### What is expected:
Reproduce every one of the records below, substituting "Mark" for "Annotate" at each occurrence and leaving all other text unchanged.

* Begin Listed records *

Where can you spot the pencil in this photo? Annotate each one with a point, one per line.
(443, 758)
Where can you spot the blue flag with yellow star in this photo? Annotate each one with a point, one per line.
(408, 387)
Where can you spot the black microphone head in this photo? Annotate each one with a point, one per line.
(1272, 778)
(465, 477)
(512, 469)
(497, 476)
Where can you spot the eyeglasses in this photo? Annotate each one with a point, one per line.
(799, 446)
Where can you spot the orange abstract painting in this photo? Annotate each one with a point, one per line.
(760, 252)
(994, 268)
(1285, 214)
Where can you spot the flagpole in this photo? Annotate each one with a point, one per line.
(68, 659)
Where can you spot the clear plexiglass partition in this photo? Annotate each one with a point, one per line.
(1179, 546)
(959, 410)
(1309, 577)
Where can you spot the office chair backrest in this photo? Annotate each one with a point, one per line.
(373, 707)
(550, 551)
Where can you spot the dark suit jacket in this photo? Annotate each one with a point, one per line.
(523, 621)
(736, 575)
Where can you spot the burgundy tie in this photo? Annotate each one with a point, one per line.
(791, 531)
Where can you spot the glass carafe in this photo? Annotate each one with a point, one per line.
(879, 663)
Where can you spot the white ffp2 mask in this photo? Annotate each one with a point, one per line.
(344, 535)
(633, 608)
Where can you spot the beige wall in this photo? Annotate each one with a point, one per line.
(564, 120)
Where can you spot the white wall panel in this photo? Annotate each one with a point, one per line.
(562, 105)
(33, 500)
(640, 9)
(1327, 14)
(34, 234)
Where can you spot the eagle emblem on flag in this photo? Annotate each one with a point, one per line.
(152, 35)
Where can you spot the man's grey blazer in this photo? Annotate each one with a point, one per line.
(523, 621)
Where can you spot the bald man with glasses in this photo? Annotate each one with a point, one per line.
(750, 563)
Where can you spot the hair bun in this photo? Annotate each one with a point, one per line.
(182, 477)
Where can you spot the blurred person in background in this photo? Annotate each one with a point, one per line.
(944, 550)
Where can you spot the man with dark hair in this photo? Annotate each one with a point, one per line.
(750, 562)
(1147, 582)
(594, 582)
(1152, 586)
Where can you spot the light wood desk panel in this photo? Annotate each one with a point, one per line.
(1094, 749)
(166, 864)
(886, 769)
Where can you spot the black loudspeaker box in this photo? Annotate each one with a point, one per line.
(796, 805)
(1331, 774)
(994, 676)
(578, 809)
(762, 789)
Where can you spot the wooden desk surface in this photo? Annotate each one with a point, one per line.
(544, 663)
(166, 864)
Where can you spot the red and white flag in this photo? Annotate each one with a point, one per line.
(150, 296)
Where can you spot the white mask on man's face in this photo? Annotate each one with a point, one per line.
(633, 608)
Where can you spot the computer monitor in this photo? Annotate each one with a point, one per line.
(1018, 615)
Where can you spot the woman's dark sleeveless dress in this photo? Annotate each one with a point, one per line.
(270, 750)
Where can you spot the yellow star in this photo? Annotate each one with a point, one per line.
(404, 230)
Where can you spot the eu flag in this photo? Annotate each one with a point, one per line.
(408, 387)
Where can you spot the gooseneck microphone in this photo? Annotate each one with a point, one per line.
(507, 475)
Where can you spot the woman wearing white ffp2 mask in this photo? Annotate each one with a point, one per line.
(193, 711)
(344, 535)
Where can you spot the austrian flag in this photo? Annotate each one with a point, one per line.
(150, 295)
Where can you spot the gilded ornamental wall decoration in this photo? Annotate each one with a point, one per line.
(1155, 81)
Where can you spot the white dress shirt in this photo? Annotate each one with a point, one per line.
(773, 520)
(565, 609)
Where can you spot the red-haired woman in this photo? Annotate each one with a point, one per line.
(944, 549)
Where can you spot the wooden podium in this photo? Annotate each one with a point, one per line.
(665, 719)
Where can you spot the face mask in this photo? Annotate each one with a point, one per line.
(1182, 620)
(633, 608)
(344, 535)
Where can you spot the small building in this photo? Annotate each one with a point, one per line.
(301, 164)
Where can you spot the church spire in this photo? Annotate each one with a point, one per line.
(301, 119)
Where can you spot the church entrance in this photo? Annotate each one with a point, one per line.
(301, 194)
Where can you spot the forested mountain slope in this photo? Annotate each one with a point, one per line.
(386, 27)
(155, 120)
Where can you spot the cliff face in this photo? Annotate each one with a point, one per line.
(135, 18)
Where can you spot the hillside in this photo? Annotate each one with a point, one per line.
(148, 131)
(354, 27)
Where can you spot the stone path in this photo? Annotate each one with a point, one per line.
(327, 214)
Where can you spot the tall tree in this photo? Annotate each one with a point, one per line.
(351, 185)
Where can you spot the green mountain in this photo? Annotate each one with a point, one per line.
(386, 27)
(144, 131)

* End Listed records *

### Full response:
Where can you spot the pencil in this photo? Mark each one with a point, one per line.
(443, 758)
Where can you spot the blue flag with yellow star in this photo? Mark each one with a point, one per line.
(408, 387)
Where can you spot the black microphone head in this photo? Mark each one with a point, one per line.
(1272, 778)
(465, 477)
(512, 469)
(497, 476)
Where can you spot the eyeglasses in this photo? Mark each one with a point, one per line.
(799, 446)
Where can you spot the orange abstract painting in this photo? Mark each one with a point, one per line.
(760, 252)
(994, 268)
(1285, 214)
Where can you spot the flagpole in this photo? Mark each one with a point, one per line.
(68, 659)
Where can you spot the clear plexiglass partition in this photo? Mark each one with a point, one per line.
(1179, 546)
(959, 410)
(1309, 577)
Where can you spot the office chair backrest in this photo? Mark each one with a point, one per line.
(373, 707)
(550, 551)
Where can you spot the dark suit jacket in this photo? Mark each one with a point, one per line.
(523, 621)
(736, 575)
Where can you spot the burgundy tie in this photo? Mark each one with a point, one per line.
(791, 531)
Where can you spot the glass carafe in this photo? Mark each one with a point, one per line.
(879, 663)
Where can you spot the white ffp2 mask in this photo? Mark each one with a point, one per line.
(344, 535)
(633, 608)
Where can you spot the beige wall in this photo? Mark each one with a point, one per line.
(564, 120)
Where can you spot the white wall panel in this photo? Mark each one with a point, one per line.
(562, 105)
(33, 500)
(640, 9)
(1327, 14)
(34, 234)
Where can you spot the eagle emblem on flag in this photo? Mark each one with a point, one per line.
(152, 35)
Where can you spot the man's grey blazer in this photo? Mark each one with a point, one per line.
(523, 621)
Where can you spot the bald man with glasses in this photo? Mark each one with a point, one per line.
(750, 563)
Where can you spot the hair bun in this photo? Mark each one with a point, one per line.
(182, 477)
Where can you spot the blurred person in background in this photo? Mark each one with a point, one per line.
(944, 550)
Where can you spot the man with dark hair in this photo? Mark each one with a point, one per line.
(750, 562)
(1147, 582)
(594, 582)
(1152, 586)
Where can you spot the light wood desk panel in this photo? Mark each one with a point, one per line.
(1094, 749)
(166, 864)
(886, 769)
Where can you spot the black loudspeaker box in this photo? Mark each one with a point, one per line.
(796, 805)
(1331, 774)
(994, 676)
(578, 809)
(762, 789)
Where can you spot the wooden desk surface in this photo? Mark each one with a point, one per line.
(544, 663)
(166, 864)
Where can you spot the red and white flag in this photo? Mark each one with a point, one per line.
(150, 296)
Where can you spot the white mask on man's face in this photo? Mark each one with a point, one per line.
(633, 608)
Where can you spot the computer monitor in this photo? Mark each one with a point, one per line.
(1018, 615)
Where can you spot the woman's dark sleeveless dress in this photo? Mark each one with a point, one per line.
(270, 750)
Where can you spot the yellow star in this photo? Mark each one with a point, one per line.
(404, 230)
Where can you spot the eu flag in this photo? Mark each one with a point, one per line.
(408, 387)
Where can you spot the gooseneck microphone in this photo? Mark each one with a point, one per line.
(507, 475)
Where can you spot the woman wearing white ffp2 mask in this photo? Mark each one with a point, one per line.
(193, 711)
(344, 535)
Where can you spot the austrian flag in this photo? Mark each one with a point, one per line.
(150, 295)
Where can you spot the gilded ornamental wall decoration in this photo? Mark each one with a point, one per line.
(1155, 81)
Where can you spot the white dress shirt in this photo? Mark each one with a point, one per line.
(773, 520)
(565, 609)
Where can you spot the red-haired woman in this photo? Mark each one with a point, one per line.
(944, 549)
Where can you spot the wooden podium in this photo? Mark each one with a point, one per line.
(665, 719)
Where can you spot the face mask in this photo? Mark each one with a point, one per line.
(1182, 620)
(633, 608)
(344, 535)
Where can you spot the small building in this photo? Mark each one with a point, one per line.
(301, 164)
Where can you spot the church spire in this photo? Mark each one with a point, one per line.
(301, 119)
Where can you spot the church entrance in this photo? Mark each one with a point, one per line.
(301, 194)
Where can you spot the forested mountain slope in this photo? Mark each one with a point, one per line.
(386, 27)
(155, 120)
Where can you spot the cliff face in this photo? Mark each one with a point, one per line.
(135, 18)
Where can you spot the hillside in this photo? Mark each one with a point, one per line.
(148, 131)
(354, 27)
Where can you spot the stone path in this photo? Mark each one with a point, one per line.
(327, 214)
Where can you spot the tall tree in this photo? Mark each one with a point, one per line.
(351, 185)
Where can you spot the green mountain in this photo? Mark each one with a point, one per line.
(386, 27)
(144, 131)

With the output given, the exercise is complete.